** Opening Text excerpt block **
For many years, Hands Up for Haiti (HUFH) maintained and staffed a health clinic in the neighborhood of Shada, one of the poorest areas of Cap Haitian. Many of our volunteers throughout the years assisted our Haitian staff in providing medical care during their medical missions.
Sometimes it’s not just natural disasters like earthquakes that cause devastation and loss. Two years ago, gangs began to infiltrate the neighborhoods of Shada and it eventually became too dangerous for our clinic staff. They urged us to move our programs to our office in the nearby neighborhood of Madeleine, which we did nearly a year ago. Our commitment to the people of Shada continued with our staff and TSKs (HUFH’s community health workers, Travayè Santè Kominutè in Haitian Kreyol) working to make sure every child was cared for and every pregnant woman enrolled in our nutrition program at the new location, even providing transportation costs when needed.
** Closing Text excerpt block **
** Opening Data supplied block **
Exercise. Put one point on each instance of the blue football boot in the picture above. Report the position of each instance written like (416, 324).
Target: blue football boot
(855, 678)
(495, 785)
** Closing Data supplied block **
** Opening Data supplied block **
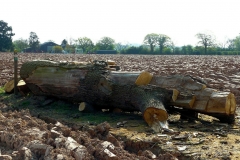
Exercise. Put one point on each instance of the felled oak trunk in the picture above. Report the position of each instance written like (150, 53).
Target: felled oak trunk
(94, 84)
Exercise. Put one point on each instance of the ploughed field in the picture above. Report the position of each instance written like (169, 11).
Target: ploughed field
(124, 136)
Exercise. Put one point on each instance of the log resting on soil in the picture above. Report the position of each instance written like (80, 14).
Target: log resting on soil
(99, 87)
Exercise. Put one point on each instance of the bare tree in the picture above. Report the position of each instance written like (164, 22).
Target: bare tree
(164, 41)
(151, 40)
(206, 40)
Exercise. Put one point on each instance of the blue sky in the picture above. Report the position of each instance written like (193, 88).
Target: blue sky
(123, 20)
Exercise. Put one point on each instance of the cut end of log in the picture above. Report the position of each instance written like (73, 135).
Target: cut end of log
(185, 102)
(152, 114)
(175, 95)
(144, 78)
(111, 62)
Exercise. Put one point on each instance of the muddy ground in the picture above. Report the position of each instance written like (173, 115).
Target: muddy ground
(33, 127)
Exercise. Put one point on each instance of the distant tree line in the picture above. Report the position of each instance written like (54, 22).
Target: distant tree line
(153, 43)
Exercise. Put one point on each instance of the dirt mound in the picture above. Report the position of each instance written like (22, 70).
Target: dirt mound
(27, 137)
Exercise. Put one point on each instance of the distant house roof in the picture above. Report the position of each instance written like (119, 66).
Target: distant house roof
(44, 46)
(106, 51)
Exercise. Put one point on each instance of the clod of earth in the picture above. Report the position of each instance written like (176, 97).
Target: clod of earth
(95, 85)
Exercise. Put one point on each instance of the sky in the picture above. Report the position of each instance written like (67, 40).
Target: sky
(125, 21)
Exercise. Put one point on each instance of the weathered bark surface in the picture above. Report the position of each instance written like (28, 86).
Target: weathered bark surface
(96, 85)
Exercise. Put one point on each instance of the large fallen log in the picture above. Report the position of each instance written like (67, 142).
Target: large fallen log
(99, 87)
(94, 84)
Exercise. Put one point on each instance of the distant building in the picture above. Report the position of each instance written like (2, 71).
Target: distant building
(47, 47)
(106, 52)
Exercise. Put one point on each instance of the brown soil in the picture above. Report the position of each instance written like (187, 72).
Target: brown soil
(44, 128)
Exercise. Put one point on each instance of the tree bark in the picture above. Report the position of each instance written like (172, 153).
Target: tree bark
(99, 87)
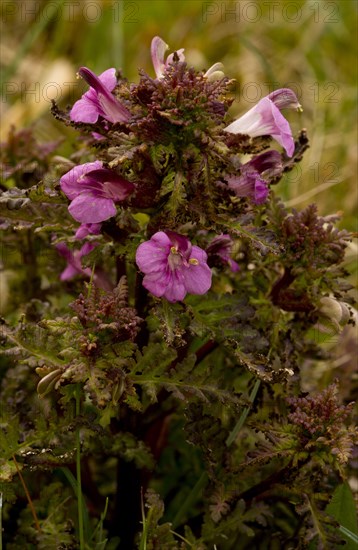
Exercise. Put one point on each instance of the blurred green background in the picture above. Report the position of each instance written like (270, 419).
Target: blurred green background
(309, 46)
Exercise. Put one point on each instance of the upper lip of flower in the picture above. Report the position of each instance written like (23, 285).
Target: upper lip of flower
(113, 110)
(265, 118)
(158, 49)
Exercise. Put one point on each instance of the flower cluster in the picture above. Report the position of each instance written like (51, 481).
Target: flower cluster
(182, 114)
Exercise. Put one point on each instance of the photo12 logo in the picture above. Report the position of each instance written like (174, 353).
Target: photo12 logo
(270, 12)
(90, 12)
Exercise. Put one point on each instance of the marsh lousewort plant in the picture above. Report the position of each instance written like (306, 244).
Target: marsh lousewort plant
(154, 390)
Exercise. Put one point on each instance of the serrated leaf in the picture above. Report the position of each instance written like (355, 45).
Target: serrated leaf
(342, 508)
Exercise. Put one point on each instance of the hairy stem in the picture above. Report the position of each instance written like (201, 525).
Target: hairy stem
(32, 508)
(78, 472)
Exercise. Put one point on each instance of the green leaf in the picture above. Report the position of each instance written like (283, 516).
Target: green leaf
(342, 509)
** Closing Data supplied block **
** Opening Data supplied block **
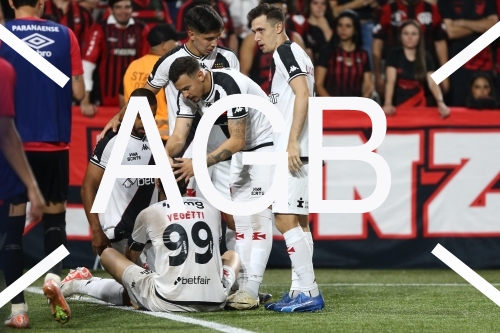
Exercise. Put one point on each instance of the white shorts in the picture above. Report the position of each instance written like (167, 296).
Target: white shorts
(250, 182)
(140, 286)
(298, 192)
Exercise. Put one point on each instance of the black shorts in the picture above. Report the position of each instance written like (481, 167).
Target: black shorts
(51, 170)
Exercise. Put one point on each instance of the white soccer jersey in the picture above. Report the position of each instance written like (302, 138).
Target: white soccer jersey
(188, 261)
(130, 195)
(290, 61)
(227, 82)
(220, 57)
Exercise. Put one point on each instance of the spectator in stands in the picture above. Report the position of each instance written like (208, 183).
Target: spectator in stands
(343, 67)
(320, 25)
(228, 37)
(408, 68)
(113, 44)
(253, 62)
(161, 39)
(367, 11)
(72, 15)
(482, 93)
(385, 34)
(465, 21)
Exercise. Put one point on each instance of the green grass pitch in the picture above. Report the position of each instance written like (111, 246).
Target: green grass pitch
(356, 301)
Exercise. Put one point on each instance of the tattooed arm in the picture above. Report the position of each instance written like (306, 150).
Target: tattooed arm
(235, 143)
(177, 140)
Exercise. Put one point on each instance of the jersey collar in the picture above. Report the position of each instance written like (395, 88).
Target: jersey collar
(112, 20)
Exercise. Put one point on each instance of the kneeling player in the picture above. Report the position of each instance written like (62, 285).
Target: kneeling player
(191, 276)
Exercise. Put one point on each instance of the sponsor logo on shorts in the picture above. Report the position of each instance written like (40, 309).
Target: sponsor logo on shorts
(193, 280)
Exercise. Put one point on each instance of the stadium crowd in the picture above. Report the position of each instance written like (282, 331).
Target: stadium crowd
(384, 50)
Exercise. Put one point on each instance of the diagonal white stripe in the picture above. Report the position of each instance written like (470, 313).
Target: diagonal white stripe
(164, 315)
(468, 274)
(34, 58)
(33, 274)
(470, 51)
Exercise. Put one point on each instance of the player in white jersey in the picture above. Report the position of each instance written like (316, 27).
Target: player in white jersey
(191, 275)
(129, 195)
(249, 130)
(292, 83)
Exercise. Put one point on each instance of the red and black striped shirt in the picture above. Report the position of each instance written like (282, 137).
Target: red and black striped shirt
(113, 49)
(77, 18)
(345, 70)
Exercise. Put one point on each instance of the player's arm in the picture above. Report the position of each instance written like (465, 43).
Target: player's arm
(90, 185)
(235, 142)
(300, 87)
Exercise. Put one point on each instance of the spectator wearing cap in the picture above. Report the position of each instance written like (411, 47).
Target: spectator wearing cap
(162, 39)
** Closing Data supplied block **
Task instructions >>
- A) List every measure that the passage about the Hands Up for Haiti clinic says the staff and TSKs took to serve the people of Shada at the new location.
- B) Answer these questions from the passage about the Hands Up for Haiti clinic:
(i) What full Haitian Kreyol name does TSK stand for?
(ii) How long ago did gangs begin to infiltrate the neighborhoods of Shada?
(iii) Who urged moving the programs to the office in Madeleine?

Task-by-task solutions >>
- A)
- Making sure every child was cared for
- Enrolling every pregnant woman in the nutrition program
- Providing transportation costs when needed

- B)
(i) Travayè Santè Kominutè
(ii) Two years ago
(iii) The clinic staff